--- What you will do ---
Print every line of the listing below, starting with the line that holds "(format x=565, y=203)" and going on through the line that holds "(format x=380, y=328)", both included, and print nothing else.

--- Provided data ---
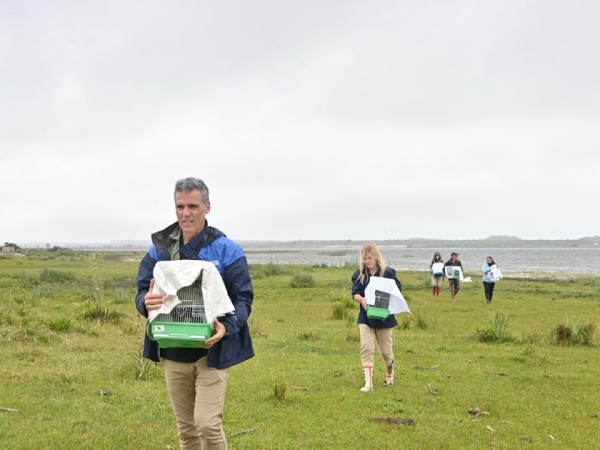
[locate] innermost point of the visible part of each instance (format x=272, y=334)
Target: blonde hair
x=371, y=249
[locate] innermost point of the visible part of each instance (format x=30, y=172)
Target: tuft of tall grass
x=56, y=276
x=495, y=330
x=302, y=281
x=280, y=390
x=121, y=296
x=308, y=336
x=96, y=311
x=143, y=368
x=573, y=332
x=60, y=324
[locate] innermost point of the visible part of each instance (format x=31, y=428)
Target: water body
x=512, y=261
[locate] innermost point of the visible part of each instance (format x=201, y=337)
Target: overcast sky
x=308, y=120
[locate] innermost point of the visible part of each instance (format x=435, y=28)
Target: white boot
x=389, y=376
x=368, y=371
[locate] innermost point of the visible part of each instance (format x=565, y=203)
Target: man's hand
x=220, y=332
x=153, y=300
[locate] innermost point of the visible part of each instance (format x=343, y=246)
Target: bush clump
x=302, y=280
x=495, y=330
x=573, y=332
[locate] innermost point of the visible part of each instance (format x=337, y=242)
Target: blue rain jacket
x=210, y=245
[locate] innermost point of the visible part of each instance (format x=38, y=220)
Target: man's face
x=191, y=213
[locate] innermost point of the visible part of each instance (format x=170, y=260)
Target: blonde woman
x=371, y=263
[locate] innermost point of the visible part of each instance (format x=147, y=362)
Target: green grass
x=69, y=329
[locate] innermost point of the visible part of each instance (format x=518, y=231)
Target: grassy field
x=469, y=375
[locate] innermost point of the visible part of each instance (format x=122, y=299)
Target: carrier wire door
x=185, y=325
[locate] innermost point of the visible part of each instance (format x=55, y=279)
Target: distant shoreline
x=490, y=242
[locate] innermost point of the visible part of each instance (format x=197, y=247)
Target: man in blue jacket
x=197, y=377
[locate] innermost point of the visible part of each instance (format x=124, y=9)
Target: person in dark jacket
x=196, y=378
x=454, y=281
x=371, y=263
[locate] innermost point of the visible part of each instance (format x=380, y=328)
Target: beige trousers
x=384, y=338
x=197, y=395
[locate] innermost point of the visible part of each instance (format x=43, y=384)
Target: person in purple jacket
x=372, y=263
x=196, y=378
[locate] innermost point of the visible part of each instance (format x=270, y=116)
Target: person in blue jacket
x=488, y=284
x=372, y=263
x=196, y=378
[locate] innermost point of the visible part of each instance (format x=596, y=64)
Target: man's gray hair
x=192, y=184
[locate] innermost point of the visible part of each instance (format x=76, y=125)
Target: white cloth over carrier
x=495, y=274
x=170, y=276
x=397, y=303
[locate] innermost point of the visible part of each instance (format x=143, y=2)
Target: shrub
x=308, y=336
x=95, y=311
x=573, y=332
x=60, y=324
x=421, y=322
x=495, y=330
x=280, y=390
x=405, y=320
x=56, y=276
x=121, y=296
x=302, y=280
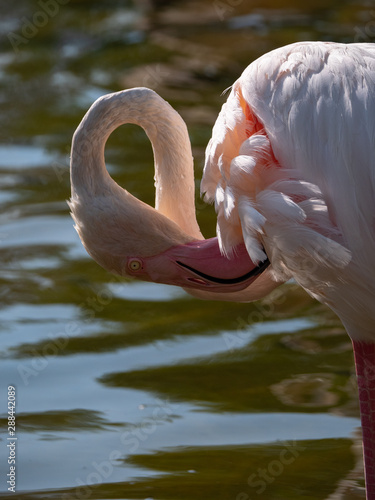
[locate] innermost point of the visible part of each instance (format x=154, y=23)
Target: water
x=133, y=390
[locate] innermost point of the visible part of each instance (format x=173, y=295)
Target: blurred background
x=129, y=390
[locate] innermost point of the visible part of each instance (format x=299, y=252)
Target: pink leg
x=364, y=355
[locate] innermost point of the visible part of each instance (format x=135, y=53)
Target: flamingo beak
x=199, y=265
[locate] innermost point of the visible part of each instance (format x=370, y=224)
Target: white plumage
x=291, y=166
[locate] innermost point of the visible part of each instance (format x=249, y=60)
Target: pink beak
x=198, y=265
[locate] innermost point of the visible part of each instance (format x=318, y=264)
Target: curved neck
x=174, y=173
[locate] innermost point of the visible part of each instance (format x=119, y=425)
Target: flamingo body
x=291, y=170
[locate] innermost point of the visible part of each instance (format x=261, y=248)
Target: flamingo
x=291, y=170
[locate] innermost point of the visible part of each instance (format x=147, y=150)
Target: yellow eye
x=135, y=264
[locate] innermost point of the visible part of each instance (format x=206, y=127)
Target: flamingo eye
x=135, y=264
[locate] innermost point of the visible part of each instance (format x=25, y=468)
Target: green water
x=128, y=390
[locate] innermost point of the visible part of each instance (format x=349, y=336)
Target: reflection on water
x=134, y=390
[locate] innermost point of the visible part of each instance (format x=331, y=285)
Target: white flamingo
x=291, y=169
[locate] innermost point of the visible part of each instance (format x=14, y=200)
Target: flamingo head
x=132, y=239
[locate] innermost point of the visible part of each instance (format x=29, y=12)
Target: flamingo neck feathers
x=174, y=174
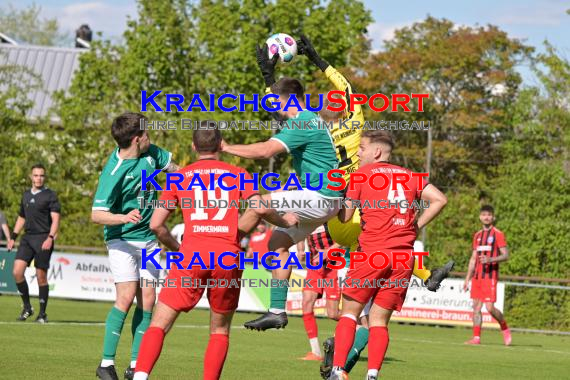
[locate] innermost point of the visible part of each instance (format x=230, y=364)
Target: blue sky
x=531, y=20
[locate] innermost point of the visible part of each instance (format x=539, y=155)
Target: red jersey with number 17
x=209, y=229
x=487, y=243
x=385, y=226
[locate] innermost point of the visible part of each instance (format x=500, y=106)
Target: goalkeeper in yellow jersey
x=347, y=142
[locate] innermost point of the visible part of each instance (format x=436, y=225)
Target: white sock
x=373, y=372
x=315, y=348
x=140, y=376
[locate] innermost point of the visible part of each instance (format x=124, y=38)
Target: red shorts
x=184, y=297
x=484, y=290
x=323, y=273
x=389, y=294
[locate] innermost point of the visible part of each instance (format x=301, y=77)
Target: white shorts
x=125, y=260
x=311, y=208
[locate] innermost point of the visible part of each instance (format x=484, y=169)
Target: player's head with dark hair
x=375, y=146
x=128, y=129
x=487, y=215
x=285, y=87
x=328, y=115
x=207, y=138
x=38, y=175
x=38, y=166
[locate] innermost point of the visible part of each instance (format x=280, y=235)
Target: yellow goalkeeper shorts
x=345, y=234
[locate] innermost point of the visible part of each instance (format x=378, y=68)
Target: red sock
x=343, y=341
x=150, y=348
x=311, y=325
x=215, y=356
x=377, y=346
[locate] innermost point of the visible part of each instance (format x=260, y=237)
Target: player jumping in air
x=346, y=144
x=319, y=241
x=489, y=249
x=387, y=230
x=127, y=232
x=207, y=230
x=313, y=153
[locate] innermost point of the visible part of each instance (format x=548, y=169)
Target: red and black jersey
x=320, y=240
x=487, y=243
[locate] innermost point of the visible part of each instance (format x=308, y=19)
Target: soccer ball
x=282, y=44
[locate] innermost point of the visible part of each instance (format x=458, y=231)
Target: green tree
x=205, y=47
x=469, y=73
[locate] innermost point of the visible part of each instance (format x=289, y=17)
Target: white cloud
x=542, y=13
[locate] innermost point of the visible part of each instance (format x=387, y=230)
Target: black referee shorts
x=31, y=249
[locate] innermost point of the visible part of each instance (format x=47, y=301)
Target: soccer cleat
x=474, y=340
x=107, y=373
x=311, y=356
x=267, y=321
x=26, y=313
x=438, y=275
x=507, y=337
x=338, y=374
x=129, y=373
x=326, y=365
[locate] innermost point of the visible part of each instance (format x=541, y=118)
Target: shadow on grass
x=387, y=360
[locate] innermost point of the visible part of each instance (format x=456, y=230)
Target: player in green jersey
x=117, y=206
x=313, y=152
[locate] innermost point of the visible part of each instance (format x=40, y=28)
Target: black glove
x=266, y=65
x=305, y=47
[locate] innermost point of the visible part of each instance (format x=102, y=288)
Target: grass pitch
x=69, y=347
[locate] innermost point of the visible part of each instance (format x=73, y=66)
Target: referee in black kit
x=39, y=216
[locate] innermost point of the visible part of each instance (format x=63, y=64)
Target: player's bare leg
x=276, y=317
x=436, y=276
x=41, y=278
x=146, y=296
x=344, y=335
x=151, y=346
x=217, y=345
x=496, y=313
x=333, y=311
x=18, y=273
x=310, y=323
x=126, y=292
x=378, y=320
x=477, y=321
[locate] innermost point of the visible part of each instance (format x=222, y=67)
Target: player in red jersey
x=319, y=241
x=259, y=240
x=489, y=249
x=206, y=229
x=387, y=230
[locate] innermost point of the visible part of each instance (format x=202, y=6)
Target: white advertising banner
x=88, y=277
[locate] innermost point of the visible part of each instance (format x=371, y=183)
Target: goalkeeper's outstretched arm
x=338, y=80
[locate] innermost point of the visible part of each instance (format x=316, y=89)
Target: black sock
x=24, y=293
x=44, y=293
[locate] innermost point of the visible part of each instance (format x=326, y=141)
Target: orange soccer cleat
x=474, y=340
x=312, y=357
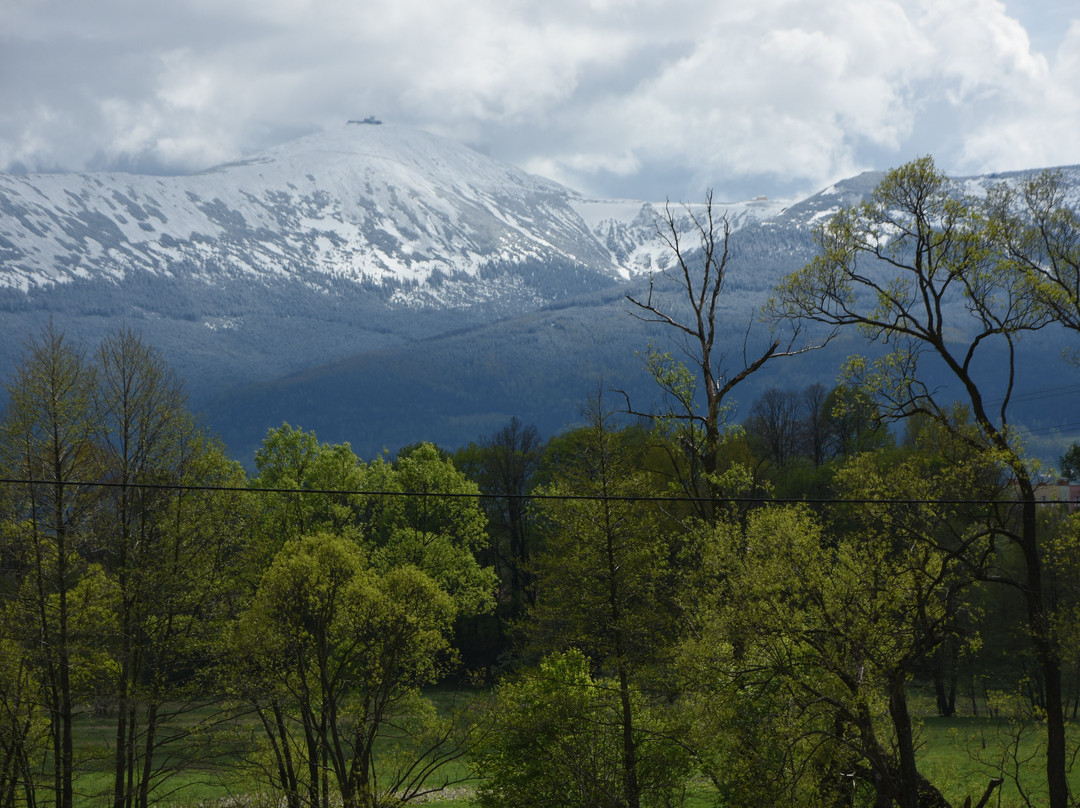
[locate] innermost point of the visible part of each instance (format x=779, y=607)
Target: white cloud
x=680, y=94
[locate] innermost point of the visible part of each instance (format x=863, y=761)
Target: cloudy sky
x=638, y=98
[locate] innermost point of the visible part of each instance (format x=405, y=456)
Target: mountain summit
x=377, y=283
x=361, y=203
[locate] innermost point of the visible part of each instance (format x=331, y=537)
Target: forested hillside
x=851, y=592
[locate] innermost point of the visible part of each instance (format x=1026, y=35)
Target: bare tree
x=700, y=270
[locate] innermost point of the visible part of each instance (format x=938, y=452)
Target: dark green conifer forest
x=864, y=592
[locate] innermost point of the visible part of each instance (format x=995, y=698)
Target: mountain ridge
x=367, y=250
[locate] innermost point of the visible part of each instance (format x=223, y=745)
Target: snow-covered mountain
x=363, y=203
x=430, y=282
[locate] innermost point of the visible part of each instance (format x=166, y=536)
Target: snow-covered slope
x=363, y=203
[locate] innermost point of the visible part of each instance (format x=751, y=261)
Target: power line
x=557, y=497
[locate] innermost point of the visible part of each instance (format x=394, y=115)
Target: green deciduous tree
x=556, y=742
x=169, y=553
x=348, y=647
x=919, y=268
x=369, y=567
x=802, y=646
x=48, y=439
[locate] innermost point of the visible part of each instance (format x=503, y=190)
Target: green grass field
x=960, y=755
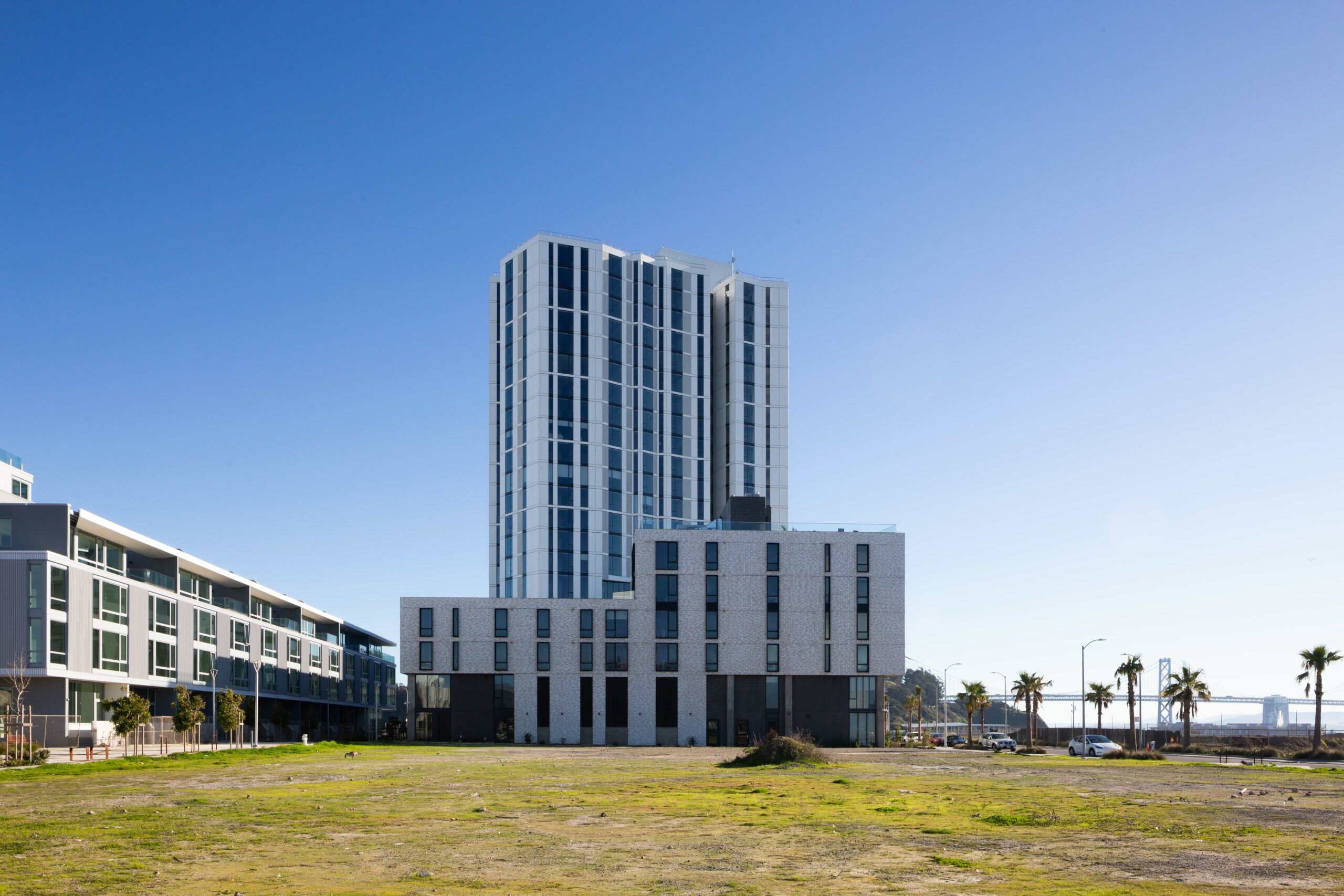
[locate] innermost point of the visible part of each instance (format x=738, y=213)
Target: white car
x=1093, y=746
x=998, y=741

--- Problem solution ---
[locate] innermost point of the visible part of each instance (format x=565, y=203)
Target: man's hand
x=220, y=332
x=153, y=300
[locate] innermost point of the visible part of each instance (format x=343, y=246)
Target: bush clump
x=302, y=280
x=495, y=330
x=573, y=332
[locate] innermost point of the visible part of each instance (format x=337, y=242)
Target: blue rain jacket
x=210, y=245
[locate] innermost point of the visible part of each instance (format x=38, y=220)
Target: man's face
x=191, y=213
[locate] innermost point of the visible part of each instance (format x=170, y=260)
Target: blonde woman
x=371, y=263
[locate] innermost point of the visible part of each instance (format x=147, y=362)
Target: green grass
x=69, y=329
[locate] innermost point of the visible part of each instance (format x=518, y=231)
Target: grassy field
x=469, y=375
[locate] innermost point of the visible part of each instance (format x=122, y=299)
Target: carrier wire door
x=185, y=325
[locate] innermost point of the visible part of each instance (format x=55, y=279)
Target: distant shoreline
x=490, y=242
[locate] innermost point of the visible part of each instance (format x=197, y=247)
Target: man in blue jacket
x=197, y=377
[locate] innermost point of the visible part of each instance (format x=124, y=9)
Target: person in dark jacket
x=196, y=378
x=454, y=281
x=371, y=263
[locate] innermost point of the visible part of each instance (format x=380, y=328)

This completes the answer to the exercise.